### [DIRECTIONS]
Continue the text on the Grimm fairytale notes from the point where it stops.
-- Start of PASSAGE TO READ --
All of that to say, José Corti has in 2009 published the most recent scientific (but for an all-public) edition of the brothers Grimm fairytales. The full collection of their fairytales, translated accurately in French, with annotations about their type/classification, their evolution throughout editions and their predecessors. I can't share all of these annotations with you, of course, but I can share a handful of them, about the most famous stories of the Grimm. They all come from the same person who translated the story in this edition: Natacha Rimasson-Fertin. (Of course my notes might be incomplete but hey, you'll have to buy the books to see the whole thing :p Or check them out at your local library)
The devil with three golden hairs (Der Teufel mit den dre goldenen Haaren)
This story is at the crossroa between the Aa-Th 461 "Three hair from the devil's beard" ; the AT 460B "The quest for fortune" and the AT 93à "Urie's letter/The prophecy".
In the 1812 edition, there were two different versions of this tale. Story number 29 "The story of the devil with three golden hair", told by Amalia Hassenpflug, and number 75, "The phenix", told by her sister Mary. In the second version the devil was replaced by a phoenix, and the hero had to get three feathers. In the 1819 edition the two stories disappeared and were replaced by the version we know today, told by Dorothea Viehmann. Another version that the Grimms had collected in 1812 had a princess falling in love with the woodsman that cuts a tree below her window.
The final episode, where the hero asks three questions to the devil through the old woman, echoes the Pentamerone's "The Seven Doves". Other versions of this story include Asbjörnsen-Moe's "The wealthy Peter Krämer", and Afanassiev's "Marco the Wealthy and Vassili the Unfortunate". The story of the brothers Grimm gathers several references to the Bible: the child throw in the water echoes Moses' abandonment, the letter meant to kill the hero is similar to the one David uses to kill Urie, finally the hair as holders of a being's wisdom and strength is linked to the legend of Samson and Dalila. But many other elements of the story evoke older faiths. The idea of a body of water as the frontier with the Otherworld can be found in the Classical Antiquity with the Greek Charon, and is found in other stories of the volume, such as "Frau Holle" and "The Iron Stove" - it as believed that water formed an obstacle spirits could not cross. The hero's mission recalls a tale of Saxo Grammaticus where Thorkill enters Utgard (the realm of supernatural beings) to steal a hair from the beard of Utgard-loki. The brothers Grimm had noted that the belief in the exceptional fate of a child born with a "hood" was also found in Iceland, where the "caul", called Glückshaut (skin of luck) was the home of a genie that would follow the child all of his life. And indeed, modern research has proven that the name given to this caul, the "fyljia" was also the name of a spiritual double, a tutlar spirit tied to a person or a family. This is why the tradition was to preserve and hide this "pileus naturalis" - in Belgium, it was called a "hem" and its color allowed for divination rituals about the child's future.
-- End of PASSAGE TO READ --
-- Start of RECORDED INFORMATION --
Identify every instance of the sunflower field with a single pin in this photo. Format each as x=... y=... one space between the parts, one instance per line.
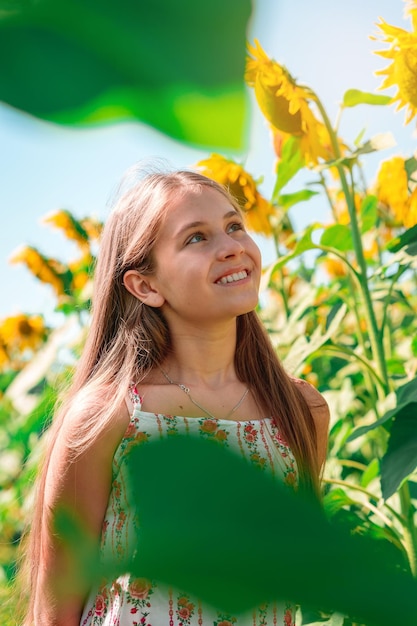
x=339 y=301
-- End of RECORDED INFORMATION --
### [OUTPUT OF THE TASK]
The girl without hands (Das Mädchen ohne Hände)
This fairytale is actually a cross between the AT type 706 "The maiden without hands" and the AT 930 "Urie's letter/The prophecy". The story was created by the brothers mixing two versions from Hesse, one told by Mary Hassenpflug, the other by Dorothea Viehmann. The second version lacks this story's introduction and begins with a father trying to marry his own daughter - when she refuses, he cuts off her hands and breasts, and chases her out of his house. It then follows the story. Meanwhile, the first version differs when the heroine is with her child in the forest: an old man tells her to hug three time a tree with her arms, which makes her hands grow again. He also tells her to only open the door of her house to one who will ask to enter "for the love of God" three times in a row - the king will be forced to do this before entering.
Outside of these two main versions, the brothers Grimm collected three additional ones. In the first, the angel that guides the girl is replaced by a small light that descends from the sky ; and the hands of the girl grow back when she plunges her arms in a stream after seeing a blind mouse enter its water to regain its sight. In the second version, a man is upset at his little girl praying for him day and night, but since she refuses to stop despite his demands, he cuts off her tongue. But she prays in thought and makes the sign of the cross, so he cuts off her right hand, then her arm all the way to the elbow, before banishing her. She is saved by a hunter that hides her in his master's domain and feeds her in secret with his master's dogs. When the master discovers this, he decides to raise the girl as his own child. One day she gives money to a poor man, who tells her she will regain her arm and tongue if she goes to drink of a certain stream, and he gives her a magical staff to protect her. When she returns at the lord's house, he marries her. The third version is about a queen banished by her husband with her two children, and is identical to the legend of saint Helen.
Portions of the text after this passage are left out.